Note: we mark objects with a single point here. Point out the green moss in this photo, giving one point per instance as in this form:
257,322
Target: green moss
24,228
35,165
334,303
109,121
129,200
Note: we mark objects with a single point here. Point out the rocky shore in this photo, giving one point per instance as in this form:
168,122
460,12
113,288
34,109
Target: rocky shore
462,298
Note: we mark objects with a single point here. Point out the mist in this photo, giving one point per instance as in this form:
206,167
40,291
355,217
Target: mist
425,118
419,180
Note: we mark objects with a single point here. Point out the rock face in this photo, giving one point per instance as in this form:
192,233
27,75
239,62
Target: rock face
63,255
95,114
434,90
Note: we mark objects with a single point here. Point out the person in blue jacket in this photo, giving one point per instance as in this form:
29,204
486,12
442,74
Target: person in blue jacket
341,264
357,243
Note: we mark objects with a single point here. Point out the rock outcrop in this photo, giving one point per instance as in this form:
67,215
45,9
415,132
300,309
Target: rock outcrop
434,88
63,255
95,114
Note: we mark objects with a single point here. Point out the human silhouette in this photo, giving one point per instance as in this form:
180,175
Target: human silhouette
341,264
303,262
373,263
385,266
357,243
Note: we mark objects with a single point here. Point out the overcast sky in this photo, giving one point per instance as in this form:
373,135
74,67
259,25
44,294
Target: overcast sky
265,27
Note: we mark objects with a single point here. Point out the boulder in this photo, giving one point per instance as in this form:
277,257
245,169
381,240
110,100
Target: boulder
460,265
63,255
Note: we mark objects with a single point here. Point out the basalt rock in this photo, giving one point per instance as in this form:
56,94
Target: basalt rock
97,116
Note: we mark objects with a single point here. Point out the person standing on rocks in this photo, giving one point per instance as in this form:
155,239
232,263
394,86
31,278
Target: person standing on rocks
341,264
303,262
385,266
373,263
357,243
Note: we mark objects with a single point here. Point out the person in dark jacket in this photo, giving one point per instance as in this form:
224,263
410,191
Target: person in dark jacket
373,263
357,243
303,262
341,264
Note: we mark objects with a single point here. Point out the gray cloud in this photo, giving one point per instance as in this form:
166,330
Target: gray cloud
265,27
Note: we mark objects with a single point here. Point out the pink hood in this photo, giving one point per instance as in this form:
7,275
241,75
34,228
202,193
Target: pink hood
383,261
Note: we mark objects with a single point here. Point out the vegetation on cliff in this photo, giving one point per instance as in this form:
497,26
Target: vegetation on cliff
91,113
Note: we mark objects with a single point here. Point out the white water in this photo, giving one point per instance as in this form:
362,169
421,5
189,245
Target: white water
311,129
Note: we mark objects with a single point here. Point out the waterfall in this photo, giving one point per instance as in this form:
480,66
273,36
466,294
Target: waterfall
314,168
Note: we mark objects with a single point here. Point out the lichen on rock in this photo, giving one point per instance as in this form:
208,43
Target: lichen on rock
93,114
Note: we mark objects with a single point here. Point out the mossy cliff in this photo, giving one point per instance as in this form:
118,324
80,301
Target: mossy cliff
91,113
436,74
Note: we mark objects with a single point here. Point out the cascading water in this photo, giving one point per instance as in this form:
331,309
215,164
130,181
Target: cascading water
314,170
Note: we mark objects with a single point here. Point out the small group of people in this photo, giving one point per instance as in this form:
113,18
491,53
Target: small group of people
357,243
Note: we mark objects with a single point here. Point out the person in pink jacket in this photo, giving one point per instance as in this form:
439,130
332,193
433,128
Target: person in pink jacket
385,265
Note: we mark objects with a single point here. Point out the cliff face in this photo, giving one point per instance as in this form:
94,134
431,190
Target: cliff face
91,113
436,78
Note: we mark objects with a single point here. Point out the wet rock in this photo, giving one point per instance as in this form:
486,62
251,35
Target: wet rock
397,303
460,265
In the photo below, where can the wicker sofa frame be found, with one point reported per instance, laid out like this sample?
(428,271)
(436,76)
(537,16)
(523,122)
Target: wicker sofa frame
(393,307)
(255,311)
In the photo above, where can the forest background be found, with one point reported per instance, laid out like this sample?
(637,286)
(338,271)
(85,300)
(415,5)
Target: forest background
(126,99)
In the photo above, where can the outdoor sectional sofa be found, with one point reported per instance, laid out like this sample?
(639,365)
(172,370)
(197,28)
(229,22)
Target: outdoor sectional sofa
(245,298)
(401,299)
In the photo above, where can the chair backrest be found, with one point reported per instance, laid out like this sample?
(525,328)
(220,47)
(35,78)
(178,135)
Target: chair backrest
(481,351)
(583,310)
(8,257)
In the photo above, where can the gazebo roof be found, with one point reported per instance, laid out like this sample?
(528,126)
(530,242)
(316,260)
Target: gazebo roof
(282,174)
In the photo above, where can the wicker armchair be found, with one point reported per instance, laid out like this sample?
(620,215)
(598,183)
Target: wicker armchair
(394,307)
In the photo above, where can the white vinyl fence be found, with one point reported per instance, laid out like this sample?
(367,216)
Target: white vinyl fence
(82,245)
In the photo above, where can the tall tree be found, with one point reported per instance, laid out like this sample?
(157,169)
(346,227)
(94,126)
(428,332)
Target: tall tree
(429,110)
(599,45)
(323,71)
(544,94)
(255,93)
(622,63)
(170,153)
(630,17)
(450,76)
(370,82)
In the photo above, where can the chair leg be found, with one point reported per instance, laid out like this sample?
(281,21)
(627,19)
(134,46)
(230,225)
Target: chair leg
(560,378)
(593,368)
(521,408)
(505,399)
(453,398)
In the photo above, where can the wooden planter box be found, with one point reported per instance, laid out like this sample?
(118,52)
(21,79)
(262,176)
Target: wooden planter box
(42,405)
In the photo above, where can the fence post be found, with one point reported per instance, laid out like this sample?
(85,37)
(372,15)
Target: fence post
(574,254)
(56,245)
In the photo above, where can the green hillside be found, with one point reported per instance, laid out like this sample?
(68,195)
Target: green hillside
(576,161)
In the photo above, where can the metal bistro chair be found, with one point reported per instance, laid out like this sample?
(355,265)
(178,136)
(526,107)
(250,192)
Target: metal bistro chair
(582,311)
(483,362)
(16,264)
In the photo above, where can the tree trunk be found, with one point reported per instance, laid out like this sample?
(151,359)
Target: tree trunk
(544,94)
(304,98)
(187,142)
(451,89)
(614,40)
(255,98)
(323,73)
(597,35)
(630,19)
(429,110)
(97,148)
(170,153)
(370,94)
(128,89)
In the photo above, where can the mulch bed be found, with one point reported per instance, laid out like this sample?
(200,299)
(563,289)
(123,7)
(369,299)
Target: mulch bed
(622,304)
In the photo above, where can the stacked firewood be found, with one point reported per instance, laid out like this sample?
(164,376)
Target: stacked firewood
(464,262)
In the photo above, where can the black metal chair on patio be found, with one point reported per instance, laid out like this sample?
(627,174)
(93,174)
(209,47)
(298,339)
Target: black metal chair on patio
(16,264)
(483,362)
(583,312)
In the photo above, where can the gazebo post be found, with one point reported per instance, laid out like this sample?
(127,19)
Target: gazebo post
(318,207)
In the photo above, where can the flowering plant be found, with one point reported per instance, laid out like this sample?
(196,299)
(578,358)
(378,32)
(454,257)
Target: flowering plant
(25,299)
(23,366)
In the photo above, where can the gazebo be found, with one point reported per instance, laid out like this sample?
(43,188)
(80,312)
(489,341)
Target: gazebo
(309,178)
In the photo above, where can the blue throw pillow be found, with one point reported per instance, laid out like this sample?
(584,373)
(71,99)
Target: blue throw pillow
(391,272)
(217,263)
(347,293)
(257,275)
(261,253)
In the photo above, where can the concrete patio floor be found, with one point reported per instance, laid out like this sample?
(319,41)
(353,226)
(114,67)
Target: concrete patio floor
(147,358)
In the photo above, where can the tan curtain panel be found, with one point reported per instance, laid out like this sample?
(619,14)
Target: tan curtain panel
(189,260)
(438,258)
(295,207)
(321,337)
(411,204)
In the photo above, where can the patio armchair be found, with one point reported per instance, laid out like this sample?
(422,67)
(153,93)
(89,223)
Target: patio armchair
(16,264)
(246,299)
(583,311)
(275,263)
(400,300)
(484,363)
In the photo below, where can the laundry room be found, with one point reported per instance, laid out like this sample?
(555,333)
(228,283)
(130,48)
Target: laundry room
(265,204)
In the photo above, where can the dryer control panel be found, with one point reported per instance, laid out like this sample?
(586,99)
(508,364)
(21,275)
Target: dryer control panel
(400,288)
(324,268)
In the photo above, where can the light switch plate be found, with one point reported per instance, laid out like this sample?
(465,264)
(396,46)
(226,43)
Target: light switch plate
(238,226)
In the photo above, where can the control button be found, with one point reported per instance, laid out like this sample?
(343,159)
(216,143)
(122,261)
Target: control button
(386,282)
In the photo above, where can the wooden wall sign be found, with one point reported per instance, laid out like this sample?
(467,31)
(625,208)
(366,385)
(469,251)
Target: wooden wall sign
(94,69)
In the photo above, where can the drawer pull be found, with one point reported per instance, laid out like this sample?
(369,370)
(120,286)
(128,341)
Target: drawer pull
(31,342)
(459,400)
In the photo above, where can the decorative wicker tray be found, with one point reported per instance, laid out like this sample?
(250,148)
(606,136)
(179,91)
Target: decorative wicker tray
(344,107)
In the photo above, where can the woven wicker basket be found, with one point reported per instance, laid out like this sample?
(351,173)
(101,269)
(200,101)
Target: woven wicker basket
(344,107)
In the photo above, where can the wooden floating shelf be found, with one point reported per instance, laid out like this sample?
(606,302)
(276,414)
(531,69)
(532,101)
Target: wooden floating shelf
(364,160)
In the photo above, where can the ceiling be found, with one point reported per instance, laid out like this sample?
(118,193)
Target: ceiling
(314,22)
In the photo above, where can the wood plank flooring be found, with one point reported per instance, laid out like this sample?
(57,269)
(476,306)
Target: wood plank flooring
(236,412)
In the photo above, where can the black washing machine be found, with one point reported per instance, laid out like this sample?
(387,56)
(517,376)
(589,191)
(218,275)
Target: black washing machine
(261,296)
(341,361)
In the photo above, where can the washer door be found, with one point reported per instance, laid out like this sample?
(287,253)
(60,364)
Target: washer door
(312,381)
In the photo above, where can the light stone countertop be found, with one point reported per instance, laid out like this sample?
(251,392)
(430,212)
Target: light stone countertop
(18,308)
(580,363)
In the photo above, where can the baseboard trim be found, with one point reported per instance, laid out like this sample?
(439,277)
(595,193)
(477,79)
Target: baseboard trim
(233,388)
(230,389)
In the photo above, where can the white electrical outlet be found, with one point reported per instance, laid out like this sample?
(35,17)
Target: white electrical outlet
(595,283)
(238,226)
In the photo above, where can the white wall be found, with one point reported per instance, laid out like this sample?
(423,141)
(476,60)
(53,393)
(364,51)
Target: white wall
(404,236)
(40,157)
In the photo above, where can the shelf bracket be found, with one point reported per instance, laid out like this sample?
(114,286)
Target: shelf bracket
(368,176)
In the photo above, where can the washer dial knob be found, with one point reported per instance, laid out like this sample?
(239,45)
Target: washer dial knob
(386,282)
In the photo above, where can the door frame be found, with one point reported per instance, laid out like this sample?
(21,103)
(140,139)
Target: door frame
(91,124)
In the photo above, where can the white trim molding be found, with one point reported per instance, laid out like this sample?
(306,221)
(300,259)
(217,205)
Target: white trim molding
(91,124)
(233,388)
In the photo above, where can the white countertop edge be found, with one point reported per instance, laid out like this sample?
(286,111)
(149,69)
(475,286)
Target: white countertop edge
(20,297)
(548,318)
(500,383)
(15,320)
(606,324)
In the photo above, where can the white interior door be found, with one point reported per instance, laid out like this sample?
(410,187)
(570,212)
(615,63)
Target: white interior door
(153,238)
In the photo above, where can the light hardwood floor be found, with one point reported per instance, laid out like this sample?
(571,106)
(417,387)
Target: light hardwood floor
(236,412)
--------------------------------------------------
WHAT THE TASK REQUIRES
All lines of the records containing "below" should be shown.

RESPONSE TO THE TASK
In the photo below, where can the wicker sofa frame be found, with one point reported per instance, laid out like this sample?
In the photo below, where can the laundry room be found, with one point reported per instance, laid out like this sample?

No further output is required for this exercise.